----- Data for this task -----

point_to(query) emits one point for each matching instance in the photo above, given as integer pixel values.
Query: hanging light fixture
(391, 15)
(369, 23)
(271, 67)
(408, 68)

-----

Problem statement: Output all records exactly, with nothing added or dropped.

Expected answer:
point_to(query) emits one point for each matching instance in the photo above, given as integer pixel values.
Query: hanging light fixture
(391, 15)
(369, 23)
(271, 67)
(408, 68)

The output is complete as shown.